● Short problem
Print the entries in full, word for word, but not the pictures.

[Coordinate annotation records]

---

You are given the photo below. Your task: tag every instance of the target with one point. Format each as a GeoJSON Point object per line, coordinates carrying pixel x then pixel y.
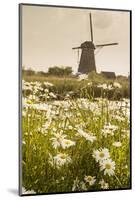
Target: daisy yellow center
{"type": "Point", "coordinates": [63, 156]}
{"type": "Point", "coordinates": [101, 154]}
{"type": "Point", "coordinates": [108, 166]}
{"type": "Point", "coordinates": [89, 178]}
{"type": "Point", "coordinates": [67, 142]}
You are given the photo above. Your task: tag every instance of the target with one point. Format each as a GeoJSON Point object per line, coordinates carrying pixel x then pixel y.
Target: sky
{"type": "Point", "coordinates": [50, 33]}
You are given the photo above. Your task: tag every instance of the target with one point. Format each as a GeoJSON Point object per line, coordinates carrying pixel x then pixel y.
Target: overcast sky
{"type": "Point", "coordinates": [49, 33]}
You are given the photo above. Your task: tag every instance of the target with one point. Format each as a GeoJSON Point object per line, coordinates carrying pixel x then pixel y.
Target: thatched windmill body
{"type": "Point", "coordinates": [87, 59]}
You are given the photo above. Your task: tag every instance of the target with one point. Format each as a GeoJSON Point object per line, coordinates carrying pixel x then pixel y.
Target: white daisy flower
{"type": "Point", "coordinates": [117, 144]}
{"type": "Point", "coordinates": [61, 159]}
{"type": "Point", "coordinates": [101, 154]}
{"type": "Point", "coordinates": [103, 184]}
{"type": "Point", "coordinates": [90, 180]}
{"type": "Point", "coordinates": [87, 136]}
{"type": "Point", "coordinates": [117, 85]}
{"type": "Point", "coordinates": [57, 139]}
{"type": "Point", "coordinates": [67, 143]}
{"type": "Point", "coordinates": [108, 166]}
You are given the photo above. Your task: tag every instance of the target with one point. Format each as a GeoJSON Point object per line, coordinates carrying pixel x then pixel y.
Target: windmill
{"type": "Point", "coordinates": [87, 59]}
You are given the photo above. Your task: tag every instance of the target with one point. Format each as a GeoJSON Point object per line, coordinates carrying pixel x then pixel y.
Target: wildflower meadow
{"type": "Point", "coordinates": [76, 143]}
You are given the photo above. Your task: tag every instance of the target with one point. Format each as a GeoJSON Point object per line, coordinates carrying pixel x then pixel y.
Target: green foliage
{"type": "Point", "coordinates": [60, 71]}
{"type": "Point", "coordinates": [42, 120]}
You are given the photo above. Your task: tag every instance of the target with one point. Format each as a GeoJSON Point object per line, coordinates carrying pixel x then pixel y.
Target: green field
{"type": "Point", "coordinates": [75, 135]}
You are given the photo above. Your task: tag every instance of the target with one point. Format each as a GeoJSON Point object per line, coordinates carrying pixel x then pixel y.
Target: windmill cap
{"type": "Point", "coordinates": [88, 44]}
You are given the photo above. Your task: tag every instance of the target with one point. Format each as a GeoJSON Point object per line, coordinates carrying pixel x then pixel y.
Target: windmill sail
{"type": "Point", "coordinates": [87, 60]}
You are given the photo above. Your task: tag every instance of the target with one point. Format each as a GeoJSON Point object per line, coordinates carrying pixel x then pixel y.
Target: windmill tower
{"type": "Point", "coordinates": [87, 59]}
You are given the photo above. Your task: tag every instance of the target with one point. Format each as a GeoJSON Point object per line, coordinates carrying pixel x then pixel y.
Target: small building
{"type": "Point", "coordinates": [109, 75]}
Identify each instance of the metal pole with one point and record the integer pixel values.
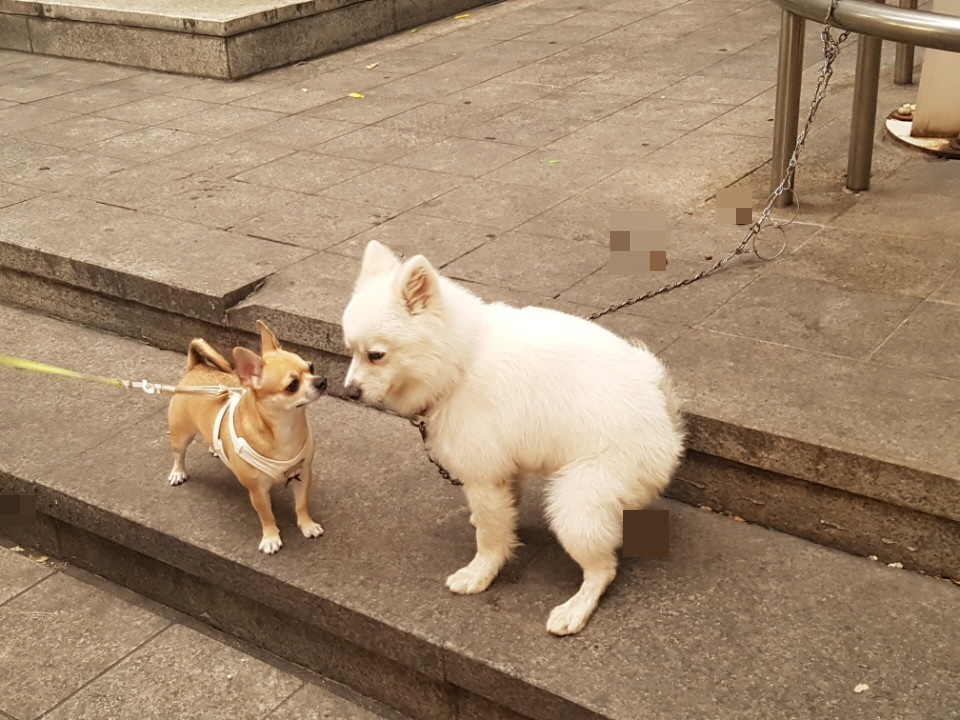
(787, 113)
(863, 122)
(903, 69)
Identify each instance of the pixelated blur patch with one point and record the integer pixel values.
(734, 206)
(638, 241)
(18, 510)
(646, 533)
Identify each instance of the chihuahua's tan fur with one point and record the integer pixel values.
(271, 417)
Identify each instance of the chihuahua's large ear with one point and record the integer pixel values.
(377, 260)
(249, 367)
(268, 341)
(418, 284)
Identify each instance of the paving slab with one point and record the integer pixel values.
(722, 626)
(534, 71)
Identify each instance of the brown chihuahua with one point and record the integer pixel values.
(260, 432)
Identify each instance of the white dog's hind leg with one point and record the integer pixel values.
(494, 515)
(590, 528)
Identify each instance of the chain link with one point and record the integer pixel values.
(831, 50)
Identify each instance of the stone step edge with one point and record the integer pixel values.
(222, 55)
(390, 665)
(729, 468)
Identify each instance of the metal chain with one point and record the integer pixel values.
(831, 50)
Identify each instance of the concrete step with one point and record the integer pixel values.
(97, 650)
(812, 456)
(740, 622)
(216, 40)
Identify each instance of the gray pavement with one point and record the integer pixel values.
(498, 144)
(76, 647)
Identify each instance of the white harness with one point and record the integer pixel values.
(276, 469)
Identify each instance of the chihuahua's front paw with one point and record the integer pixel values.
(475, 577)
(311, 529)
(270, 544)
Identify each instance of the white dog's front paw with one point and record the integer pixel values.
(475, 577)
(569, 618)
(311, 529)
(270, 544)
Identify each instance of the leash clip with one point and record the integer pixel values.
(148, 387)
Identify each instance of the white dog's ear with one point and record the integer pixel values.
(418, 284)
(377, 260)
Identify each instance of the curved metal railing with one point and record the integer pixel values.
(875, 22)
(917, 27)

---

● Full answer
You are given the photo below. Your task: tag every instance of the target with one point. Format each as a GeoJSON Point object per line, coordinates carrying pixel x then pixel y.
Target: daisy yellow center
{"type": "Point", "coordinates": [63, 156]}
{"type": "Point", "coordinates": [101, 154]}
{"type": "Point", "coordinates": [108, 166]}
{"type": "Point", "coordinates": [89, 178]}
{"type": "Point", "coordinates": [67, 142]}
You are given the photo above. Your task: tag every instance of the target with one point. Format each as a GeoJSON Point object per line, coordinates carrying pixel x then pixel y.
Target: sky
{"type": "Point", "coordinates": [50, 33]}
You are given the photo above. Your task: tag every instance of the target with one point. Format each as a GeoJSON Point object per line, coordinates carrying pixel x then pixel y.
Target: overcast sky
{"type": "Point", "coordinates": [49, 33]}
You are given the photo above. Your task: tag every instance of the target with one point. Format each as a GeoJSON Point object per line, coordinates carrying pixel x then pixel y.
Target: thatched windmill body
{"type": "Point", "coordinates": [87, 59]}
You are given the photo above. Your task: tag every instance of the target with one point. Format each as a GeoJSON Point object per line, coordinates carrying pixel x then pixel y.
Target: white daisy flower
{"type": "Point", "coordinates": [117, 144]}
{"type": "Point", "coordinates": [61, 159]}
{"type": "Point", "coordinates": [101, 154]}
{"type": "Point", "coordinates": [103, 184]}
{"type": "Point", "coordinates": [90, 180]}
{"type": "Point", "coordinates": [87, 136]}
{"type": "Point", "coordinates": [117, 85]}
{"type": "Point", "coordinates": [57, 139]}
{"type": "Point", "coordinates": [67, 143]}
{"type": "Point", "coordinates": [108, 166]}
You are given the photo above. Your task: tag every instance of the target with one point. Format each as a GeoJSON Point object per line, coordinates carrying pixel x then pixel y.
Target: windmill
{"type": "Point", "coordinates": [87, 59]}
You are given the photo above. Your task: tag every instance of the target with one point. Format each as a GeoJSON Point object per line, coordinates carrying pixel x then pixel y.
Target: wildflower meadow
{"type": "Point", "coordinates": [76, 143]}
You are given the photo above. Your task: tag every instance of the target with one point. Format each as a GeoJSON Point object per line, coordinates carrying pixel x then pixel y.
Target: green foliage
{"type": "Point", "coordinates": [60, 71]}
{"type": "Point", "coordinates": [42, 120]}
You are given the photo above. Your task: tag every instance of the target with one point. Format each as a GeoJSON Point object per line, coordinates carrying pixel x then pixel y.
Target: green field
{"type": "Point", "coordinates": [75, 135]}
You are given the photo above. Your task: tag every instance of the target with one point. Format each as a GeoJSON Point object per line, coordinates carrying pixel x then pixel y.
Target: windmill cap
{"type": "Point", "coordinates": [88, 44]}
You are given the photo above. Your task: tag every instance of the target with one point. Format each as a GeoJSON Point object per line, coordinates carrying pixel x then pixel y.
Target: windmill sail
{"type": "Point", "coordinates": [87, 60]}
You are given the photo above. Your task: tag every instance of the target with one point. Format each as a GeoJSON Point object per line, coordinates carrying pixel x then pixel y.
Target: windmill tower
{"type": "Point", "coordinates": [87, 59]}
You are given the photo above. Your task: tag every instance of the target with one point. Format each as a GeoJSON Point object per line, coordinates carrying pixel x then pixel y.
Target: small building
{"type": "Point", "coordinates": [109, 75]}
Identify each instance of the metal pole with one point and record the integer pixel values.
(787, 113)
(863, 122)
(903, 69)
Identify each instance of the pixelated blur patch with one point and record the integer pixel values.
(734, 206)
(638, 241)
(18, 510)
(646, 533)
Identify each instance of the chihuahua's tan fur with one point and record the integer pixel values.
(271, 417)
Identify each instance of the chihuahua's large ear with one point and record the integer pixel values.
(377, 260)
(249, 367)
(268, 341)
(418, 284)
Identify each instance of the paving slab with one point and record the integer pixel values.
(722, 626)
(534, 71)
Identify each instance of the brown chihuahua with one point and record the integer pixel values.
(260, 432)
Identify each instance of the white dog's hind leg with one point and record the integer pixel values.
(494, 515)
(590, 528)
Identify each instance of the chain link with one point and record the integer pixel values.
(831, 50)
Identify each instance of the stone step edge with one point and record the integer pixel values.
(222, 55)
(390, 665)
(729, 468)
Identify each instance of the metal chain with one point and record the integer pixel values.
(831, 50)
Identify each instance of the concrete step with one point and record the integer pixel values.
(97, 650)
(812, 456)
(740, 622)
(216, 40)
Identify each instance of the gray pavement with one point and record the integer pixel values.
(498, 144)
(76, 647)
Identify each instance of the white harness with one point and record the integer pixel values.
(276, 469)
Identify each instance of the chihuahua's front paw with one point and record the integer pixel values.
(475, 577)
(311, 529)
(270, 544)
Identify each instance of the white dog's front paw with one point and record the integer pixel values.
(475, 577)
(569, 618)
(311, 529)
(270, 544)
Identify each instance of the leash clip with one point and record the integer pixel values.
(148, 387)
Identify each instance of the white dog's ear with one point and record the integer pixel values.
(418, 284)
(377, 260)
Identify each instance of the curved metal railing with one point and record the integer pixel values.
(875, 22)
(917, 27)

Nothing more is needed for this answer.